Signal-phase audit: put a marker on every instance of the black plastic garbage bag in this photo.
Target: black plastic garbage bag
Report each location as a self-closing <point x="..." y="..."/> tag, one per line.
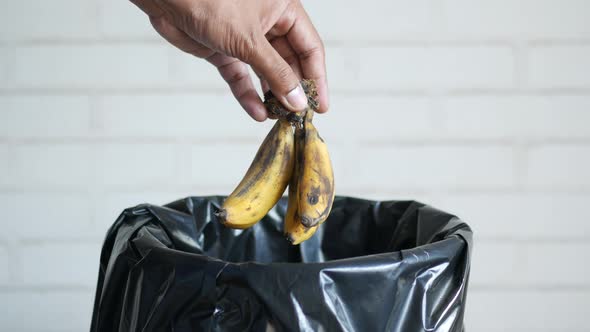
<point x="373" y="266"/>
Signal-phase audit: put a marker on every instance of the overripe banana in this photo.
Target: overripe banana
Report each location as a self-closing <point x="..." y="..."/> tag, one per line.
<point x="264" y="182"/>
<point x="294" y="230"/>
<point x="316" y="177"/>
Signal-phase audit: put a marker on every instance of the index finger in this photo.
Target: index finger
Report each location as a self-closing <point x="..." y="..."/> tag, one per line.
<point x="308" y="46"/>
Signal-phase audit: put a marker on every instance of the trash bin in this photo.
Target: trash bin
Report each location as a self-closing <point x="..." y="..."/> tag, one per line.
<point x="372" y="266"/>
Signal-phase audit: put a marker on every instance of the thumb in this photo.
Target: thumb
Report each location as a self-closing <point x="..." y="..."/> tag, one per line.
<point x="281" y="79"/>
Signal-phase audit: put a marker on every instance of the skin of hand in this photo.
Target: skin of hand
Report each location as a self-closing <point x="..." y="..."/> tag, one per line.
<point x="275" y="37"/>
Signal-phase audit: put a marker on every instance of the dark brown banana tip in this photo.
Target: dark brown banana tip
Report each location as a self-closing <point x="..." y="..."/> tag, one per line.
<point x="274" y="106"/>
<point x="309" y="222"/>
<point x="290" y="238"/>
<point x="221" y="216"/>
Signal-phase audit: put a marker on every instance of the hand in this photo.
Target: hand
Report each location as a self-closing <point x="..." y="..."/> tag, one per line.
<point x="275" y="37"/>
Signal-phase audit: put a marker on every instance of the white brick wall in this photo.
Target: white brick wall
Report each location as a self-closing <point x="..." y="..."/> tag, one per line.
<point x="481" y="108"/>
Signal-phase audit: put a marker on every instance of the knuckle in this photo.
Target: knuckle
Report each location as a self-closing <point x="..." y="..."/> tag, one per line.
<point x="283" y="73"/>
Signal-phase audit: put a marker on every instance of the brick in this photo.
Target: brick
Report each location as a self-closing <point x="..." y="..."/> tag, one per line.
<point x="436" y="67"/>
<point x="49" y="165"/>
<point x="7" y="164"/>
<point x="4" y="265"/>
<point x="135" y="164"/>
<point x="343" y="67"/>
<point x="521" y="216"/>
<point x="374" y="19"/>
<point x="526" y="264"/>
<point x="504" y="19"/>
<point x="104" y="66"/>
<point x="430" y="167"/>
<point x="33" y="19"/>
<point x="45" y="215"/>
<point x="51" y="311"/>
<point x="5" y="64"/>
<point x="48" y="264"/>
<point x="559" y="67"/>
<point x="108" y="209"/>
<point x="220" y="166"/>
<point x="538" y="117"/>
<point x="186" y="69"/>
<point x="122" y="19"/>
<point x="43" y="116"/>
<point x="177" y="115"/>
<point x="523" y="310"/>
<point x="390" y="118"/>
<point x="559" y="165"/>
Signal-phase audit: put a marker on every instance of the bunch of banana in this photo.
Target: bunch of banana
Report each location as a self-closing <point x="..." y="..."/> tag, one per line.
<point x="295" y="157"/>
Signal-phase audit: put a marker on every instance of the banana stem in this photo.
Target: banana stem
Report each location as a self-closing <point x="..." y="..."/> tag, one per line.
<point x="274" y="106"/>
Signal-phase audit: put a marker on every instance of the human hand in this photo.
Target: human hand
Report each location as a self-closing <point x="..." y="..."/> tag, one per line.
<point x="275" y="37"/>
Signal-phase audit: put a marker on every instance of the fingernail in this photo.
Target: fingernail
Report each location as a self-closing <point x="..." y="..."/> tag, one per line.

§

Task details. Rewrite all of the records above, swapping "put a marker on" for "place a point on" wherever it occurs and keeping everything else the same. Leave the pictures out.

Reply to the task.
Signal-phase audit: place a point on every instance of the black plastic garbage bag in this photo.
Target: black plastic garbage bag
Report each location as a self-closing <point x="..." y="..."/> tag, one per line.
<point x="373" y="266"/>
Signal-phase audit: place a point on every instance of the overripe banana in this photo.
Target: overripe banana
Report each location as a self-closing <point x="..." y="..."/> tag, one per line.
<point x="264" y="182"/>
<point x="294" y="230"/>
<point x="316" y="177"/>
Signal-phase audit: place a point on every instance of the index finger in this photo.
Target: index finger
Report each location as a self-closing <point x="..." y="..."/> tag, one per line.
<point x="308" y="46"/>
Signal-phase audit: place a point on every instance of the trash bin in this photo.
Target: trash bin
Report each location as a self-closing <point x="..." y="..."/> tag, one per line.
<point x="372" y="266"/>
Signal-phase audit: place a point on every instance of the thumb in this photo.
Target: thumb
Report each location as a self-closing <point x="..." y="..."/> tag, one per line.
<point x="281" y="79"/>
Signal-phase audit: place a point on every instance of the skin of hand in this photo.
Target: skin of hand
Report each location as a self-closing <point x="..." y="..."/> tag, one per line.
<point x="275" y="37"/>
Signal-phase audit: place a point on every instance of the dark brown banana tip in this photo.
Target: dark brown banana tip
Report each location as a self-closing <point x="..." y="..."/> tag, one per line.
<point x="274" y="106"/>
<point x="309" y="222"/>
<point x="290" y="238"/>
<point x="221" y="216"/>
Signal-phase audit: place a point on every instance of the hand in this photo.
Target: hand
Report each location as a self-closing <point x="..." y="..."/> tag, one per line.
<point x="275" y="37"/>
Signal-phase audit: place a point on every instance of the white brick wall in this photo.
Target: white brick wall
Report each location as a self-closing <point x="..." y="..."/> tag, one per line.
<point x="481" y="108"/>
Signal-phase audit: place a point on every instance of the knuckle in this photo.
Target: knuckle
Report each location as a self-closing <point x="..." y="..."/> tag, one per line.
<point x="283" y="73"/>
Signal-phase audit: place a point on every instance of the brick in this photo.
Target: brick
Report each location as a self-closing <point x="..." y="..."/> tag, one per line.
<point x="436" y="67"/>
<point x="49" y="165"/>
<point x="7" y="164"/>
<point x="4" y="265"/>
<point x="135" y="164"/>
<point x="343" y="67"/>
<point x="521" y="216"/>
<point x="374" y="19"/>
<point x="526" y="264"/>
<point x="504" y="19"/>
<point x="104" y="66"/>
<point x="430" y="167"/>
<point x="33" y="19"/>
<point x="45" y="215"/>
<point x="51" y="311"/>
<point x="5" y="64"/>
<point x="48" y="264"/>
<point x="559" y="67"/>
<point x="108" y="209"/>
<point x="220" y="166"/>
<point x="538" y="117"/>
<point x="186" y="69"/>
<point x="122" y="19"/>
<point x="43" y="116"/>
<point x="177" y="115"/>
<point x="523" y="310"/>
<point x="390" y="118"/>
<point x="559" y="165"/>
Signal-phase audit: place a point on every instance of the bunch of banana in this photo.
Target: bunch of banana
Report each location as a self-closing <point x="..." y="..."/> tag, one per line.
<point x="295" y="157"/>
Signal-phase audit: place a point on every instance of the banana stem in this photo.
Target: banana stem
Report each location as a self-closing <point x="..." y="..."/> tag, one per line.
<point x="274" y="106"/>
Signal-phase audit: place a point on every instance of the human hand in this photo.
Target: human hand
Report each location as a self-closing <point x="..." y="..."/> tag, one per line.
<point x="275" y="37"/>
Signal-phase audit: place a point on every instance of the fingernail in this photo.
Target: fingernail
Report each location as a self-closing <point x="..." y="..."/> tag, one per line.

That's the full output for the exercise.